▸ **SOURCE DOCUMENT**:
==================================================
This is difficult for us to wrap our minds around because the world we live in basically has two speeds: shame or pride, embarrassment or affirmation. But Jesus is not so reductionistic as that. He invites all the weary people to come to him, shamelessly, but his invitation to all the weary people is not to come and have their weariness affirmed. It’s to come and receive rest so as to not feel weary anymore (Matt. 11:28-30). His invitation to the broken is to come to him in order to be fixed! Of course, on this side of eternity, no one will be completely and finally fixed of their brokenness, but make no mistake, he has begun that work, and he will finish it. Faithful Christianity is content with nothing less than absolute restoration. We don’t want a hint of brokenness in heaven. We don’t want a smidgen of brokenness to be left alone or “affirmed.”

Fixer-Uppers, Fixed Up

We can, and should, tell people to feel absolutely no shame in confessing that they struggle with depression, or doubt, or self-loathing, or persistent wounds from those who have wronged them. They shouldn’t feel embarrassed to reveal their or pride, or insecurities, or lust, or same-sex attraction, or envy. Those things describe broken people—regardless of whether their brokenness was caused by personal sin or not. And the good news for them is that Jesus came to redeem broken people, and broken people only. The gospel is only for those kinds of people. There are no demands to figure out how to not be broken anymore before coming to Jesus. He doesn’t want whole people (none exist, by the way), he only wants broken people. But the great news of the gospel is that broken people don’t have to stay broken forever. Jesus loves fixer-uppers because he loves to fix them up!

If we come to him, and bashfully introduce ourselves, we will not be shamed for our lack of sophistication. We won’t be snickered at for limping, or crawling. We won’t be scoffed at for our shabby attire. He won’t ever recoil in disgust from our disfigurements, whatever they may be. But he also won’t leave us exactly how we came. That would not at all be loving. No, he’ll do something much better! He’ll embrace us and fix our brokenness. He’ll set those bones in place so we can walk without a limp. He’ll give us his ever new, clean robes of righteousness. And he will mend our disfigurements.
==================================================
▸ **SOURCE MATERIAL**:
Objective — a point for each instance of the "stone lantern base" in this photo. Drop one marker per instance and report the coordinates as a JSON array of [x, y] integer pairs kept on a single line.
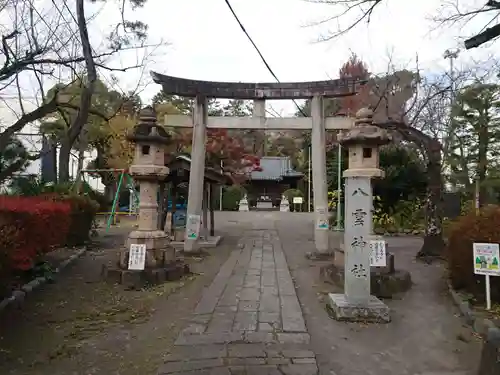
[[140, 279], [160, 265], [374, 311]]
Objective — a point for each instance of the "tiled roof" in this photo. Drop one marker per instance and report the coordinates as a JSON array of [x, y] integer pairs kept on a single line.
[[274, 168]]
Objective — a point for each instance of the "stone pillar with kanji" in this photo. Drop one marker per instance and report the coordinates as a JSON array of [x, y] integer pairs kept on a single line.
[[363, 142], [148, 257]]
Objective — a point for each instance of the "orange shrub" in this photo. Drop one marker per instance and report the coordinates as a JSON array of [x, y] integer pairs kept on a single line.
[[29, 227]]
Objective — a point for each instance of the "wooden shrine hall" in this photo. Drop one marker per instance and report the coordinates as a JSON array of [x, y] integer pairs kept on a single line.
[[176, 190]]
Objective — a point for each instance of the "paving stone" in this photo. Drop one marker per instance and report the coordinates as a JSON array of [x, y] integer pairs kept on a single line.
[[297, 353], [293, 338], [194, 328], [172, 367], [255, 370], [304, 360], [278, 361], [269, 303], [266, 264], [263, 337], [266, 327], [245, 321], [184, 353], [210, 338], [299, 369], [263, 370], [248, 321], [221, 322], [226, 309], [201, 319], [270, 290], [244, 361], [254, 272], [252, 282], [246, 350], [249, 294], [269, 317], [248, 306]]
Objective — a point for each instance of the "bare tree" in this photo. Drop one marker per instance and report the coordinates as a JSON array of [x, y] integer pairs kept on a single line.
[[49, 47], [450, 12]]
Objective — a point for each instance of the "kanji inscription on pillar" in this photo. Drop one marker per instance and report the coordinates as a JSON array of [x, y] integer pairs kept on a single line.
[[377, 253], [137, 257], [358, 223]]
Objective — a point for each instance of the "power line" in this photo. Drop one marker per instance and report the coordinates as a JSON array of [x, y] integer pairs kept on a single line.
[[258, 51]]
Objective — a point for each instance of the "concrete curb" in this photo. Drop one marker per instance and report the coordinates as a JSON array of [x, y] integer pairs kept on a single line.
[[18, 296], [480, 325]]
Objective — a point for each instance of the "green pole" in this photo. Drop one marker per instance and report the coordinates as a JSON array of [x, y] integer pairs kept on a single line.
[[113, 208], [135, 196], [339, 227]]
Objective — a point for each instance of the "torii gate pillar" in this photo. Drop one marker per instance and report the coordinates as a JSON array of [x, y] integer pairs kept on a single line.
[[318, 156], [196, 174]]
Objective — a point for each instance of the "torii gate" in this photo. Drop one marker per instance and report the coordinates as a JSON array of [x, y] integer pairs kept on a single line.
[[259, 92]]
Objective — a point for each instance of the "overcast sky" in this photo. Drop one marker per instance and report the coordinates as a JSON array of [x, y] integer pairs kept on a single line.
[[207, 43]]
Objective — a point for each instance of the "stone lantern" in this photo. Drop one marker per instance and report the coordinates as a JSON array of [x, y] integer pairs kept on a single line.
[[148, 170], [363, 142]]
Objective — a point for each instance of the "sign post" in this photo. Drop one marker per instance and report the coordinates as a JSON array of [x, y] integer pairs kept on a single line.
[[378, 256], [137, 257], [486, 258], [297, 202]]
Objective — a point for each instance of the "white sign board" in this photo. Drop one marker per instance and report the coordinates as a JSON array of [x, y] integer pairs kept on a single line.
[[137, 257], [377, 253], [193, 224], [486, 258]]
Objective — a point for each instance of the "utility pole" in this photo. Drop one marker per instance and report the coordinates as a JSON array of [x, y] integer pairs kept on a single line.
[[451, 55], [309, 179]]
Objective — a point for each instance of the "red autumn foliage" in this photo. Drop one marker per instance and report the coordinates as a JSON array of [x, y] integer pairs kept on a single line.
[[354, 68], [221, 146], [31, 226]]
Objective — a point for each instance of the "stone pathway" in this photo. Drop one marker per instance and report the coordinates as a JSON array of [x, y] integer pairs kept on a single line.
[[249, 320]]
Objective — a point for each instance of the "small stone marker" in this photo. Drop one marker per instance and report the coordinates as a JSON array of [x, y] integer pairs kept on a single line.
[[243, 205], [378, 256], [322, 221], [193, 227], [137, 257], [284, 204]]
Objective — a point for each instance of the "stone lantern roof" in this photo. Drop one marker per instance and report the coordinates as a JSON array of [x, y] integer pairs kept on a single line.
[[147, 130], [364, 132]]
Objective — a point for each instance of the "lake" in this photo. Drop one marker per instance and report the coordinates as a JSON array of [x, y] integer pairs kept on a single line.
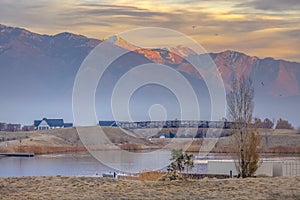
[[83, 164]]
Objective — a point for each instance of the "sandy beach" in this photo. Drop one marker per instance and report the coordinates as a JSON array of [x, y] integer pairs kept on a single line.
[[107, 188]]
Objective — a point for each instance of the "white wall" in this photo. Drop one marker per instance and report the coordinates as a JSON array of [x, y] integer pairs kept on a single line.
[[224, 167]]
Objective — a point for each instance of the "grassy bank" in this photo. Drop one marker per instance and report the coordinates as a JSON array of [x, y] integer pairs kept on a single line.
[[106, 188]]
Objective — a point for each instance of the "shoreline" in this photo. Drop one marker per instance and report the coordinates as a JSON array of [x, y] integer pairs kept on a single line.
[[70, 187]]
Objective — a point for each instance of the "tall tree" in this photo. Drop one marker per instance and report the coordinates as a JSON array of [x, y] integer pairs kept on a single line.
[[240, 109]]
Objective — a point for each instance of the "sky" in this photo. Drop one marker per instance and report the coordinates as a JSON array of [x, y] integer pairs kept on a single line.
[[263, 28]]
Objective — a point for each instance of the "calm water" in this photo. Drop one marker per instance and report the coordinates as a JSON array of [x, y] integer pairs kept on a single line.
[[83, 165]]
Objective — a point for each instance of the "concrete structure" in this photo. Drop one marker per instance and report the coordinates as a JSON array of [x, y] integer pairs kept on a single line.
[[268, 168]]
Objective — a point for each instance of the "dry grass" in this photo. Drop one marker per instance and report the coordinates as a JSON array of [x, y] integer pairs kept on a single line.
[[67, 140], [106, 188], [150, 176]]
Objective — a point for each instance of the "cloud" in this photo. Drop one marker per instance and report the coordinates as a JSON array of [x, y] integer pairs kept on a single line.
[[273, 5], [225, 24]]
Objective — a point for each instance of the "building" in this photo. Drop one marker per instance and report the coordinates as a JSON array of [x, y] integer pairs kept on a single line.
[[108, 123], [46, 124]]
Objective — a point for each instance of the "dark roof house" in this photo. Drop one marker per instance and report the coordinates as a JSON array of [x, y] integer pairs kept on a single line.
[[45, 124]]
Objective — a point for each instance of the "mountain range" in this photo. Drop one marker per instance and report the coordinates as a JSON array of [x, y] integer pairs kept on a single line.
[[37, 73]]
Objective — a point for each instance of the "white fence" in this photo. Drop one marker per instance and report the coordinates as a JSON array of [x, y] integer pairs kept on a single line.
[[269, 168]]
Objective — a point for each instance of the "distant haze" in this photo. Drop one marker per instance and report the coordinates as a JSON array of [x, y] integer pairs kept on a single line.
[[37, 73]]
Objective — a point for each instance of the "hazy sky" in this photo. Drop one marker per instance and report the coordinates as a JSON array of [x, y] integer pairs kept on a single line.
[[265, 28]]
==================================================
▸ **EXERCISE INSTRUCTIONS**:
A. In the passage on Jesus and brokenness, what is faithful Christianity content with nothing less than?
B. Extend the passage on Jesus and brokenness, starting after its final sentence.

▸ **EXPECTED RESPONSES**:
A. Absolute restoration.

B.
Although this work won’t finally be completed until the consummation of his Kingdom on Earth, he has nevertheless begun the work now. Jesus invites us broken to come, shamelessly, with no embarrassment for our destitution. And when we do, he doesn’t show his love for us by looking at our brokenness and saying, “That looks cute, you should keep that.” No, he shows his love for us by saying, “Don’t you worry about that, I’m going to fix it. Let me put a little grace here. Give you some Holy Spirit-wrought power there. A touch of local church discipleship, brothers and sisters to weep with you while you weep and rejoice with you while you rejoice, a lifetime of sanctifying suffering, a resurrection… and… voilà! I am making all things new!” He shows his love for us not by affirming our brokenness, but by receiving us while still in such a state, and then slapping an expiration date on it.

Notes

  1. ^ This, obviously, is an explosive statement, and I don’t intend to make it with a cavalier attitude. The promises of God working “all things together for good for those who love him” (Romans 8:28) and using (what never feels like) “light and momentary affliction” (2 Corinthians 4:17-18) to prepare an eternal weight of glory are to be uttered with grave, sensitive, compassionate sobriety when abuse is in view. But those promises are there. And they are sweet for those who have eyes to see and ears to hear that God is both sovereign and good, and that he uses every form of suffering for sanctification, including suffering inflicted by another. And this in no way minimizes the seriousness of the sin committed by the abuser, rather it magnifies the grace and goodness of God to use that sin for the benefit of the abused.